╭─ Data extract
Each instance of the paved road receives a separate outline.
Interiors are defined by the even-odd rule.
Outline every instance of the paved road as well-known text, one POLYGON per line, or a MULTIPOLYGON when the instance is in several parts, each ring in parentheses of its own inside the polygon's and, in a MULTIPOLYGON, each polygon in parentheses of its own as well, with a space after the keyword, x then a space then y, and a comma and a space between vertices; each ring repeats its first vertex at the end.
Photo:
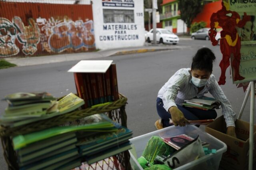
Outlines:
MULTIPOLYGON (((178 69, 190 67, 192 57, 203 46, 212 49, 217 57, 213 73, 216 77, 220 75, 218 66, 221 57, 219 46, 213 47, 210 41, 181 40, 180 49, 156 52, 116 55, 96 59, 112 59, 116 64, 119 92, 128 99, 126 108, 128 126, 136 136, 152 131, 158 119, 155 101, 162 85, 178 69)), ((78 61, 20 67, 0 70, 0 96, 19 91, 44 91, 60 97, 72 92, 76 88, 72 74, 67 71, 78 61)), ((226 75, 228 77, 228 71, 226 75)), ((234 110, 238 114, 245 94, 237 89, 231 79, 222 86, 234 110)), ((248 121, 250 105, 246 107, 242 120, 248 121)), ((0 102, 2 113, 7 104, 0 102)), ((218 115, 221 115, 218 110, 218 115)), ((201 127, 203 128, 204 127, 201 127)), ((1 150, 2 151, 2 150, 1 150)), ((2 158, 0 165, 6 169, 2 158)), ((2 168, 1 168, 2 169, 2 168)))

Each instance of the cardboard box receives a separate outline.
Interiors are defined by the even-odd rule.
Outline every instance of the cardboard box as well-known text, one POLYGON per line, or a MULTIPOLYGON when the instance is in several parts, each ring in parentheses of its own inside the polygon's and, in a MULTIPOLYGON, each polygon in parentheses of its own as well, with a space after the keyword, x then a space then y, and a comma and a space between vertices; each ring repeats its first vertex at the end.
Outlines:
MULTIPOLYGON (((226 128, 222 116, 206 126, 205 131, 226 143, 220 167, 224 170, 248 170, 249 163, 250 123, 237 120, 235 122, 237 138, 226 134, 226 128)), ((256 125, 254 125, 254 148, 256 148, 256 125)), ((253 163, 256 161, 256 151, 253 153, 253 163)), ((255 167, 254 167, 255 168, 255 167)))

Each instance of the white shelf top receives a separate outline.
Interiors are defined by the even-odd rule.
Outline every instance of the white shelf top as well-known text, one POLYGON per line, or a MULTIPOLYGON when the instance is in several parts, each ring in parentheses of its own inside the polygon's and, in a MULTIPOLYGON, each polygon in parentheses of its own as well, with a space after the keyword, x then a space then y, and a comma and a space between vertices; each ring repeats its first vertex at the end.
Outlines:
POLYGON ((81 60, 68 72, 104 73, 113 60, 81 60))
╰─
*What needs to be done:* Retype all of the material above line for line, leaving out the pictures.

*Exercise answer:*
Each instance of the paved road receives a separate outline.
Interiors are defined by the even-odd rule.
Outline every instance of the paved road as well-known text, one POLYGON per line, or a MULTIPOLYGON when the instance is in several parts, each ring in parentheses of its own inside the polygon's and, in a MULTIPOLYGON, each polygon in parentheses of its own as well, with a space after the keyword, x then a space then y, and a comma and a space between vertices; each ring repeats its first vertex at the end.
Photo:
Outlines:
MULTIPOLYGON (((178 69, 190 67, 192 57, 203 46, 212 49, 217 57, 213 73, 216 77, 220 75, 218 66, 221 57, 219 46, 213 47, 210 41, 181 40, 180 49, 156 52, 116 55, 96 59, 112 59, 116 64, 119 92, 128 99, 126 108, 128 126, 136 136, 152 131, 158 119, 155 101, 162 85, 178 69)), ((78 61, 20 67, 0 70, 0 96, 19 91, 44 91, 60 97, 72 92, 76 88, 72 74, 67 71, 78 61)), ((226 75, 228 77, 228 71, 226 75)), ((234 110, 238 114, 245 94, 237 89, 231 79, 222 86, 234 110)), ((248 121, 250 105, 246 107, 242 120, 248 121)), ((0 102, 2 113, 7 104, 0 102)), ((218 115, 221 115, 218 110, 218 115)), ((201 127, 203 128, 204 127, 201 127)), ((1 150, 2 151, 2 150, 1 150)), ((2 158, 0 165, 6 169, 2 158)), ((2 168, 1 168, 2 169, 2 168)))

Each instance of the cardboard box receives a separate outline.
Interiors are defined by the even-odd rule.
Outline every instance of the cardboard box as well-known text, one POLYGON per line, or a MULTIPOLYGON when the instance is in several parts, each ring in parentheses of its own inside the polygon's and, in a MULTIPOLYGON, each polygon in parentheses of its own as well, with a space after the keyword, x then a space then y, and a comma and a space between vertices; each ring repeats its first vertex at the end.
Outlines:
MULTIPOLYGON (((226 128, 222 116, 206 126, 205 131, 226 143, 220 167, 224 170, 248 170, 249 163, 250 123, 237 120, 235 122, 237 138, 226 134, 226 128)), ((256 125, 254 125, 254 148, 256 148, 256 125)), ((253 163, 256 161, 256 151, 253 153, 253 163)), ((255 167, 254 167, 255 168, 255 167)))

Each instance of the white shelf top receives a separate outline.
Interiors are defined by the even-odd rule.
Outline every instance of the white shelf top as well-known text, one POLYGON per line, or a MULTIPOLYGON when the instance is in several parts, each ring in parentheses of its own inside the polygon's and, in a MULTIPOLYGON, each polygon in parentheses of its own as well, with a space after the keyword, x then a space then y, and a comma and a space between vertices; each ring repeats its first vertex at the end.
Outlines:
POLYGON ((81 60, 68 72, 104 73, 113 60, 81 60))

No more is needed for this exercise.